** What you will do **
Rescale the records beginning at the line that contains "Where can the blue" and ending after the line that contains "pixel 411 289". Reproduce every one of those lines, requests included, multiplying each point coordinate in the answers by 1.85 and rounding to the nearest whole number, with halves rounded up.

** Data entries **
((
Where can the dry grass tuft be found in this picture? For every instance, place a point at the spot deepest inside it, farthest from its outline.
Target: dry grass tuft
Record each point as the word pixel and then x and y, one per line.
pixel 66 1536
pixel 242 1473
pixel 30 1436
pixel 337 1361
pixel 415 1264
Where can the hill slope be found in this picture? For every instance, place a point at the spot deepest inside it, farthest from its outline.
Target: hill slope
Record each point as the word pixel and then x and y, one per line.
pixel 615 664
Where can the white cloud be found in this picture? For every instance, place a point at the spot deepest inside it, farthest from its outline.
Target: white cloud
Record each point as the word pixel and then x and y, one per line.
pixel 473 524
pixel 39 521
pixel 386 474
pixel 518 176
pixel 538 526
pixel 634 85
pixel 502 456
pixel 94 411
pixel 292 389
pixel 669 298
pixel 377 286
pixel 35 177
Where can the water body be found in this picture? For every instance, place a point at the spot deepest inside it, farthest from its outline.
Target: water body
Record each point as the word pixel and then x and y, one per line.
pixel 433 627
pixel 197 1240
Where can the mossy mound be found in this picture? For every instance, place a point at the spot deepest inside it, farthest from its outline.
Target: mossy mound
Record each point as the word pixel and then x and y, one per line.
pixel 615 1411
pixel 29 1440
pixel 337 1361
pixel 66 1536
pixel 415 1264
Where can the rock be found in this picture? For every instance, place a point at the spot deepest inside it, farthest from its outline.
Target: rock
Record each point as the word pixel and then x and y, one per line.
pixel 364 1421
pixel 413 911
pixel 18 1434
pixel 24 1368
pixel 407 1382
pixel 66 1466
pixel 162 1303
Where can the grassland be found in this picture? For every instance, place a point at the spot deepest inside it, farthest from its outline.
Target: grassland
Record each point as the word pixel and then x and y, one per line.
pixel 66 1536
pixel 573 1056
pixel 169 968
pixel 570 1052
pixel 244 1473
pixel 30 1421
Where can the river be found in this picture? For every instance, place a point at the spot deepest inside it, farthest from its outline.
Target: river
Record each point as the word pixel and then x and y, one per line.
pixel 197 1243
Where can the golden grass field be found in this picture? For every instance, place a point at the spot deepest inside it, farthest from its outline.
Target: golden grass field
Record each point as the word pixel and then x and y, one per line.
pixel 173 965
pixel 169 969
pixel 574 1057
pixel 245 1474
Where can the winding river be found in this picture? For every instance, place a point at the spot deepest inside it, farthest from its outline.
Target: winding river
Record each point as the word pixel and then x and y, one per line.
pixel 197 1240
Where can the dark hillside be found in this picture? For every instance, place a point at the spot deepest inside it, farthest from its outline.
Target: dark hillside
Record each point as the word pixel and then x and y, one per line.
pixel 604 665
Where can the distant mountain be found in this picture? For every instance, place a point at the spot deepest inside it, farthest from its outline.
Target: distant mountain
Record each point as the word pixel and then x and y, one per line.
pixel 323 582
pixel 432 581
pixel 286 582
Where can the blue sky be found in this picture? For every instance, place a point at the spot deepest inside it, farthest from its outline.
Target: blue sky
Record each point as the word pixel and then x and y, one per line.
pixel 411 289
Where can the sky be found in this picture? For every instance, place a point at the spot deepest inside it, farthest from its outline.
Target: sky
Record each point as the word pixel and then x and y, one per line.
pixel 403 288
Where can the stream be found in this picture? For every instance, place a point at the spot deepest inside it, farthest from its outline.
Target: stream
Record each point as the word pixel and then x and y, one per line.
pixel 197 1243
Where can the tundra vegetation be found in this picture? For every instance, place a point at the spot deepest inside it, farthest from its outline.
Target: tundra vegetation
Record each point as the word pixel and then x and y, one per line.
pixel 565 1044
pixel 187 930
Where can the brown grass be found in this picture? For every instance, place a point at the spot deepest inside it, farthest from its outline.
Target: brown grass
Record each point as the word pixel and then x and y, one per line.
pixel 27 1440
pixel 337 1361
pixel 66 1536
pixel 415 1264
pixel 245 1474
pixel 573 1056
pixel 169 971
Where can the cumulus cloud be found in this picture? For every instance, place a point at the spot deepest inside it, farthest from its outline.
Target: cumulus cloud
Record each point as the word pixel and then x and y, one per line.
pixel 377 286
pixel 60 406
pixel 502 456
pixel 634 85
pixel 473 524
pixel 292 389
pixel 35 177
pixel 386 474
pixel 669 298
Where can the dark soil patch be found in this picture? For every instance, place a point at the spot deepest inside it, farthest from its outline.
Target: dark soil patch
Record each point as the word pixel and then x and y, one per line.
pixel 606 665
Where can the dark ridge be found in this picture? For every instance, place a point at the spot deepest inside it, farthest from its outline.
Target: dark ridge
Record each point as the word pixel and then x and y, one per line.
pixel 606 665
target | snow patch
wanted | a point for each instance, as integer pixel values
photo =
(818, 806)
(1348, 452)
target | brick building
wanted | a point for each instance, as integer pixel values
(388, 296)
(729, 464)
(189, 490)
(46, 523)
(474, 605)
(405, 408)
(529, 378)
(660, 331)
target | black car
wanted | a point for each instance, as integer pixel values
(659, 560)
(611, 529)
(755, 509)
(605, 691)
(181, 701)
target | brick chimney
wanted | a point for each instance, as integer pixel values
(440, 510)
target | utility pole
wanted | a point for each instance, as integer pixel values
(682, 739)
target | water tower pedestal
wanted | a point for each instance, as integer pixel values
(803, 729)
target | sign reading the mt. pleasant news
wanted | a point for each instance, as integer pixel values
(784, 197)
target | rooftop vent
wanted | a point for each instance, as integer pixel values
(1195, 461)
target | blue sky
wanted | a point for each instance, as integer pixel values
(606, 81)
))
** Answer to the exercise **
Where can the blue sky be found in this picture? For every instance, place a point at the spot deepest inside it, farthest from its outline.
Target: blue sky
Record each point as the word pixel and then x and y, one per line.
pixel 760 535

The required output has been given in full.